SHORT EXERCISE
Return the material exactly as supplied, apart from the pictures, which are omitted.

INPUT DATA

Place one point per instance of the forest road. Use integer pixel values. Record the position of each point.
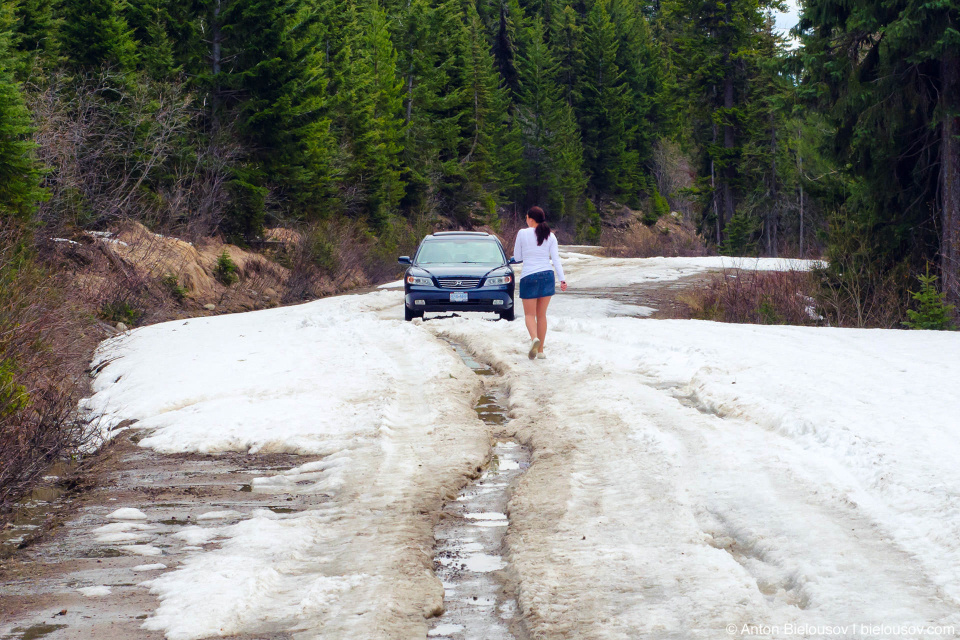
(687, 479)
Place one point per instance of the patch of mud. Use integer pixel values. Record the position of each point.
(663, 297)
(33, 513)
(83, 579)
(469, 552)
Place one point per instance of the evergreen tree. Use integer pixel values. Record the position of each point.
(35, 34)
(149, 20)
(711, 44)
(19, 170)
(602, 105)
(274, 88)
(379, 125)
(553, 154)
(95, 33)
(492, 153)
(566, 42)
(888, 76)
(507, 41)
(641, 73)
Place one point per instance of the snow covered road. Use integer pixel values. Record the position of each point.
(688, 479)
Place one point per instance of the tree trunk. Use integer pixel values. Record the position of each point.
(800, 184)
(950, 176)
(216, 41)
(713, 191)
(728, 144)
(772, 221)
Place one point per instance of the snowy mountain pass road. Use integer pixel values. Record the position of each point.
(688, 479)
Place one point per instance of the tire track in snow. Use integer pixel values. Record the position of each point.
(641, 517)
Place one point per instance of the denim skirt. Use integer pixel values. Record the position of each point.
(537, 285)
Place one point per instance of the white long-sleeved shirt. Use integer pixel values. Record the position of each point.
(537, 258)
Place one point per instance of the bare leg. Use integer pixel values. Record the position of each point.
(530, 316)
(541, 319)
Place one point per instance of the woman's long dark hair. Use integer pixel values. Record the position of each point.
(543, 229)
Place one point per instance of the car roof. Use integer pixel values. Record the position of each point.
(475, 234)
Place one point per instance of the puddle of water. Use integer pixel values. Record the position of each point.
(468, 553)
(31, 511)
(283, 509)
(469, 542)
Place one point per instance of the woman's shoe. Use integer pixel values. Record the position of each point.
(534, 347)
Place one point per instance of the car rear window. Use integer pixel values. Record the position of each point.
(448, 251)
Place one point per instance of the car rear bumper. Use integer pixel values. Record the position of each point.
(477, 300)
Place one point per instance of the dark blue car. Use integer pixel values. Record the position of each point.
(459, 271)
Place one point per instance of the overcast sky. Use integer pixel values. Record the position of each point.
(788, 19)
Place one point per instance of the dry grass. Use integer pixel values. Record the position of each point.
(669, 237)
(756, 297)
(45, 344)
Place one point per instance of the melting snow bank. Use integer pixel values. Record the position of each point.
(389, 407)
(588, 271)
(689, 475)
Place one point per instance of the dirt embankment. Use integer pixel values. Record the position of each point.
(135, 276)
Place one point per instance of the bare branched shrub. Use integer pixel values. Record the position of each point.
(43, 353)
(121, 150)
(756, 297)
(668, 237)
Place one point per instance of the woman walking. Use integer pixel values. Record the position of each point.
(536, 247)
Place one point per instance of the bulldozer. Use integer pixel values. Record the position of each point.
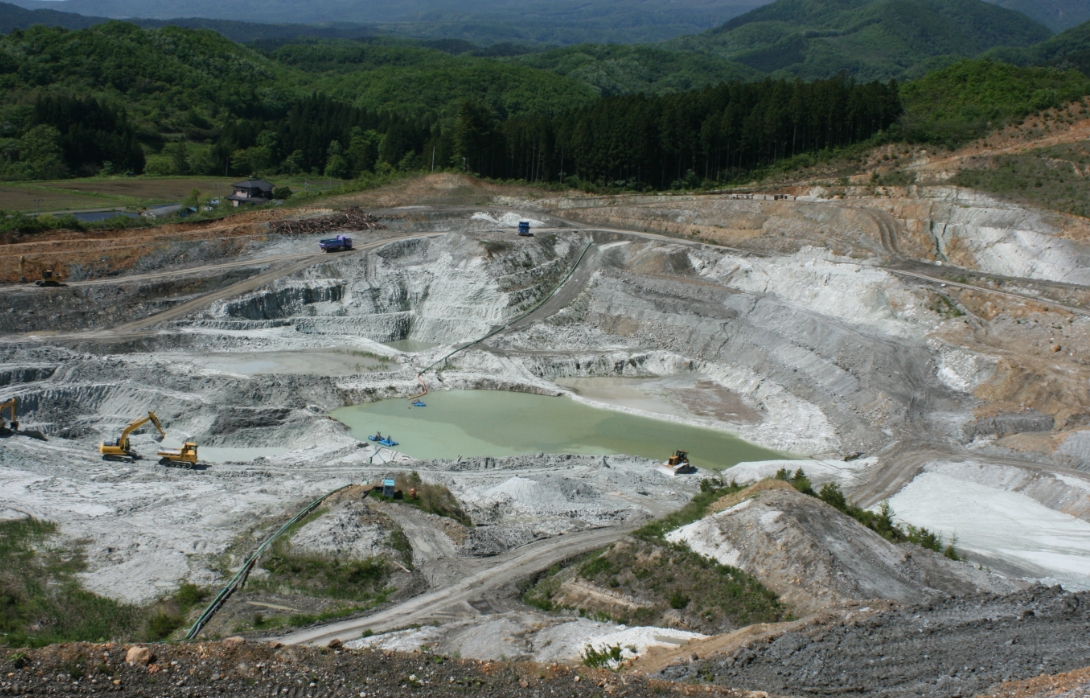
(49, 279)
(49, 276)
(186, 455)
(13, 424)
(679, 457)
(677, 465)
(121, 448)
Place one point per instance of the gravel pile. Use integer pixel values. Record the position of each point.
(237, 669)
(956, 647)
(350, 219)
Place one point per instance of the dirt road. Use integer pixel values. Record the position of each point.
(509, 567)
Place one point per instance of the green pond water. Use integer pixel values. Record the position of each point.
(506, 423)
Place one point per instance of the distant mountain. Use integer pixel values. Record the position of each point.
(871, 39)
(613, 69)
(1066, 49)
(16, 17)
(557, 22)
(1055, 14)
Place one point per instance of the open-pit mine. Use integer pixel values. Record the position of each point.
(923, 351)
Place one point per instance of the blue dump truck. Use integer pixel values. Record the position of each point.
(336, 244)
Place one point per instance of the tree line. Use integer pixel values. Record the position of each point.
(715, 134)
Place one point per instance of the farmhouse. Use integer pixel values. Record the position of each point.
(251, 192)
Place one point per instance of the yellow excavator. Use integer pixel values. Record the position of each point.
(10, 405)
(121, 448)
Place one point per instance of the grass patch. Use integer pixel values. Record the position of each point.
(880, 522)
(1053, 178)
(710, 491)
(321, 576)
(259, 622)
(41, 601)
(670, 578)
(431, 497)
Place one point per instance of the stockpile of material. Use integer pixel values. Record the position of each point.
(351, 218)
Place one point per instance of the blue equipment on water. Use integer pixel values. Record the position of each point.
(386, 442)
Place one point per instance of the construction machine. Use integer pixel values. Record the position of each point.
(10, 405)
(120, 448)
(677, 465)
(49, 276)
(186, 455)
(48, 279)
(679, 457)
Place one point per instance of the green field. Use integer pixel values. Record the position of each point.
(137, 192)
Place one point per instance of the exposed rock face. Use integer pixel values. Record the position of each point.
(814, 556)
(948, 648)
(138, 655)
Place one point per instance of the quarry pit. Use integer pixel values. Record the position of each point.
(927, 348)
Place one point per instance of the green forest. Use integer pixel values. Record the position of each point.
(767, 88)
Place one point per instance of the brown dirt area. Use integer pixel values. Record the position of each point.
(1070, 684)
(237, 669)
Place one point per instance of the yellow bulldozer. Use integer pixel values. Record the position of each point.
(122, 449)
(13, 424)
(186, 455)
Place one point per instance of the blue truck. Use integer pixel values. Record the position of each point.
(336, 244)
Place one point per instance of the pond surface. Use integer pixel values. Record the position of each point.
(505, 423)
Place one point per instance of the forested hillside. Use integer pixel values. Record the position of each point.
(871, 39)
(1067, 49)
(118, 98)
(556, 22)
(1055, 14)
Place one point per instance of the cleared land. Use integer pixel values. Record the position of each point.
(788, 322)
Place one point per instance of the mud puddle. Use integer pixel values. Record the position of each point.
(504, 423)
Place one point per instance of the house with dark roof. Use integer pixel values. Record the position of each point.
(251, 192)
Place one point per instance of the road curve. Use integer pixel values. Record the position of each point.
(510, 567)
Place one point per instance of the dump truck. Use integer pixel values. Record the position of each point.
(10, 406)
(48, 279)
(336, 244)
(120, 447)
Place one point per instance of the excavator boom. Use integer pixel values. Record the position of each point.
(120, 448)
(10, 405)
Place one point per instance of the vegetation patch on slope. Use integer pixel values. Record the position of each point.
(880, 522)
(43, 602)
(971, 98)
(650, 581)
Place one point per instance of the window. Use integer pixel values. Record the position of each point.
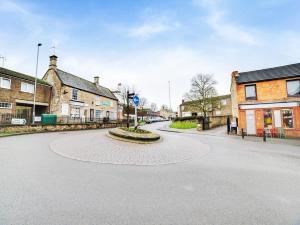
(98, 114)
(26, 87)
(287, 118)
(268, 119)
(293, 88)
(5, 83)
(75, 112)
(97, 102)
(74, 94)
(5, 105)
(250, 91)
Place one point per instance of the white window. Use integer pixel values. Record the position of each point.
(97, 101)
(5, 105)
(74, 94)
(75, 112)
(223, 101)
(64, 109)
(5, 83)
(26, 87)
(98, 114)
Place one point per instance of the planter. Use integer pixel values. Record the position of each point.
(145, 137)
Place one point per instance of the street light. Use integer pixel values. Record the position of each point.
(35, 81)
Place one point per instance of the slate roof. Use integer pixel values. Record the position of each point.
(220, 97)
(275, 73)
(85, 85)
(23, 76)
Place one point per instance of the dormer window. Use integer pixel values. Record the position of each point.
(293, 88)
(74, 94)
(250, 92)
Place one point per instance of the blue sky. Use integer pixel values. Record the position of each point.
(146, 43)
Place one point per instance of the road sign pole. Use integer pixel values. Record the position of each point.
(135, 118)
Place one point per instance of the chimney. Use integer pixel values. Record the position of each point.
(53, 62)
(96, 80)
(235, 74)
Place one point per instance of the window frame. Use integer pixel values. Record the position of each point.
(27, 85)
(72, 94)
(293, 118)
(9, 105)
(250, 98)
(5, 78)
(287, 90)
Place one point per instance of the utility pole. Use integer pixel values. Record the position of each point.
(170, 105)
(3, 59)
(129, 96)
(35, 81)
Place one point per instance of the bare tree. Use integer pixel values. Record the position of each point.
(153, 107)
(202, 93)
(142, 104)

WRITTEN RESPONSE
Place one point per instance of the forest road. Use integer pixel values. Record the position of each point.
(687, 479)
Place one point per instance of the patch of mud. Use integer pixel values. Record the position of each point.
(663, 297)
(33, 513)
(83, 579)
(469, 552)
Place one point per instance of the evergreen tree. Use integer pixel values. Record the position of each point.
(35, 34)
(149, 20)
(711, 44)
(19, 170)
(602, 105)
(274, 88)
(379, 125)
(553, 154)
(95, 33)
(492, 153)
(566, 42)
(888, 76)
(507, 41)
(641, 73)
Place one point per instance of the snow covered road. Use integer pixel values. Record the position of each point.
(688, 479)
Place one point per instance of the tree trunk. Use integer pixel values. Record the position of each point.
(800, 184)
(950, 176)
(216, 41)
(713, 191)
(728, 144)
(772, 221)
Place one point per instance of the snowy mountain pass road. Use integer pixel values. Record the position of each point.
(688, 479)
Place one point per instance of the tire track in snow. Use integer pixel values. Record the position of each point.
(641, 517)
Place one point per instance of the denim skirt. Use integer pixel values. Record the position of each point.
(537, 285)
Place one point per instance of the white long-sleeved shirt. Use integer pixel values. Record the position of each point.
(537, 258)
Place one point per instance of the bare leg. Use integer pixel values. Record the position of each point.
(530, 316)
(541, 319)
Place one point per instance of the woman's long dark hair. Use integer pixel values. Record the position of each point.
(543, 229)
Place one point per instance of the car roof. Use integer pixel values. Record the position of each point.
(475, 234)
Place one point per instance of the puddle of water. Use integer pixel values. Record the position of each point.
(468, 553)
(31, 511)
(283, 509)
(469, 542)
Place one point per instance of the woman's shoe. Use integer pixel values. Record the position of each point.
(534, 347)
Place one point per instance of the car rear window. Use integer pixel values. Record the position of each point.
(448, 251)
Place one point per instance of the car rear bumper. Use integer pixel values. Record the position of each point.
(477, 300)
Place one point per instance of the dark blue car. Use integer pixel values. Record the position of each point.
(459, 271)
Place one point per instance of the overcast sky. Use integer pixel values. Record the position of each point.
(788, 19)
Place one point per instance of the dry grass. Use integer pixel values. Record the position of each point.
(669, 237)
(756, 297)
(45, 344)
Place one point per instance of the melting snow bank. Use integer pixel values. Record the position of each point.
(389, 407)
(588, 271)
(689, 475)
Place one point per instance of the dirt embankment. Use integer pixel values. Record the position of each point.
(135, 276)
Place one point per instance of the bare branched shrub. Use integer pixel values. Record the position of each point.
(43, 353)
(121, 150)
(756, 297)
(668, 237)
Place one point per instance of the woman walking. Use integer pixel values. Record the position of each point.
(536, 247)
Place one point per instance of the bulldozer. Use integer pixel values. Record the position of each point.
(49, 279)
(49, 276)
(186, 455)
(13, 424)
(679, 457)
(677, 465)
(121, 448)
Place one point per instance of the gravel pile. Use integer pixel values. Record the position of each point.
(237, 669)
(956, 647)
(350, 219)
Place one point per instance of the dirt road. Use integer pixel values. Record the position of each point.
(509, 567)
Place one point per instance of the green pond water. Use integer pixel values. Record the position of each point.
(506, 423)
Place one point per instance of the distant mountain. Use integer pixel values. Record the position of each point.
(871, 39)
(613, 69)
(1066, 49)
(16, 17)
(557, 22)
(1055, 14)
Place one point per instance of the open-pit mine. Use integer pixel values. Record the position of each point.
(923, 351)
Place one point per instance of the blue dump truck. Use integer pixel values. Record the position of each point.
(336, 244)
Place one point per instance of the tree line. Use integer pixel values. Record the position of each point.
(715, 134)
Place one point per instance of the farmhouse. Use integer pixel values. Record the position of each point.
(251, 192)
Place one point per instance of the yellow excavator. Use integer pixel values. Record the position of each point.
(10, 405)
(121, 448)
Place one point per instance of the grass patch. Use integer pixel values. Record the position of each point.
(880, 522)
(1053, 178)
(710, 491)
(321, 576)
(259, 622)
(41, 601)
(670, 578)
(431, 497)
Place one point per instance of the stockpile of material. Use integer pixel values. Record the position of each point.
(351, 218)
Place one point per instance of the blue equipment on water. Use integer pixel values. Record the position of each point.
(386, 442)
Place one point per instance of the construction machine. Use integer pixel values. Record the position of each point.
(10, 405)
(120, 448)
(677, 465)
(49, 276)
(186, 455)
(48, 279)
(679, 457)
Place one point per instance of the green field. Use integer pixel values. Record the position of each point.
(137, 192)
Place one point per instance of the exposed rock face. Use integer pixel values. Record the position of each point.
(814, 556)
(948, 648)
(138, 655)
Place one point per instance of the quarry pit. Use integer pixel values. Record the position of each point.
(927, 348)
Place one point per instance of the green forest. Use integer pixel values. Record the position of each point.
(767, 88)
Place one point per instance of the brown dirt area. Use integer pixel values. Record the position of each point.
(1070, 684)
(237, 669)
Place one point per instance of the yellow bulldozer. Use integer pixel values. Record the position of each point.
(122, 449)
(13, 424)
(186, 455)
Place one point per instance of the blue truck. Use integer pixel values. Record the position of each point.
(336, 244)
Place one point per instance of the pond surface. Use integer pixel values. Record the position of each point.
(505, 423)
Place one point per instance of the forested hillside. Use integer pixel values. Record the position of each point.
(871, 39)
(1067, 49)
(118, 98)
(556, 22)
(1055, 14)
Place one point per instance of the cleared land. Use integer pixel values. Record the position of each point.
(788, 322)
Place one point per instance of the mud puddle. Use integer pixel values. Record the position of each point.
(504, 423)
Place one point per instance of the house with dark roof. Use integer pixel values. Record the position of each point.
(251, 192)
Place one point per instance of the road curve. Use integer pixel values. Record the position of each point.
(510, 567)
Place one point per instance of the dump truck. Use integer pixel values. Record the position of each point.
(10, 406)
(48, 279)
(336, 244)
(120, 447)
Place one point per instance of the excavator boom. Use integer pixel values. Record the position of each point.
(120, 448)
(10, 405)
Place one point per instance of the vegetation patch on slope. Use integer pixel values. Record the position of each point.
(880, 522)
(43, 602)
(971, 98)
(650, 581)
Place one point per instance of the window. Use integer pixel values. Record the position of each point.
(98, 114)
(26, 87)
(287, 118)
(268, 119)
(293, 88)
(5, 83)
(75, 112)
(97, 102)
(74, 94)
(5, 105)
(250, 91)
Place one point per instance of the white window. Use integer pixel values. Record the position of each point.
(97, 101)
(5, 105)
(74, 94)
(75, 112)
(223, 101)
(64, 109)
(5, 83)
(26, 87)
(98, 114)
Place one point per instance of the planter. Use integer pixel values. Record the position of each point.
(145, 137)
Place one point per instance of the street light. Use integer pixel values. Record the position of each point.
(35, 81)
Place one point per instance of the slate roof. Use integer pixel values. Record the position of each point.
(220, 97)
(275, 73)
(85, 85)
(23, 76)
Place one point per instance of the dormer window. Use integer pixel values. Record the position of each point.
(293, 88)
(74, 94)
(250, 92)
Place one point per instance of the blue sky. Use integer pixel values. Record the position of each point.
(146, 43)
Place one point per instance of the road sign pole. Use integer pixel values. Record the position of each point.
(135, 118)
Place one point per instance of the chimney. Use integer pixel values. Record the position of each point.
(53, 62)
(96, 80)
(235, 74)
Place one point per instance of the window frame. Use integer pixel values. Record the position of each point.
(27, 85)
(72, 94)
(293, 118)
(9, 105)
(250, 98)
(5, 78)
(287, 90)
Place one point per instance of the utility pole. Use integer pixel values. Record the position of each point.
(170, 105)
(3, 59)
(129, 96)
(35, 81)
Place one point per instance of the bare tree. Use integer pixel values. Record the position of each point.
(153, 107)
(202, 93)
(142, 104)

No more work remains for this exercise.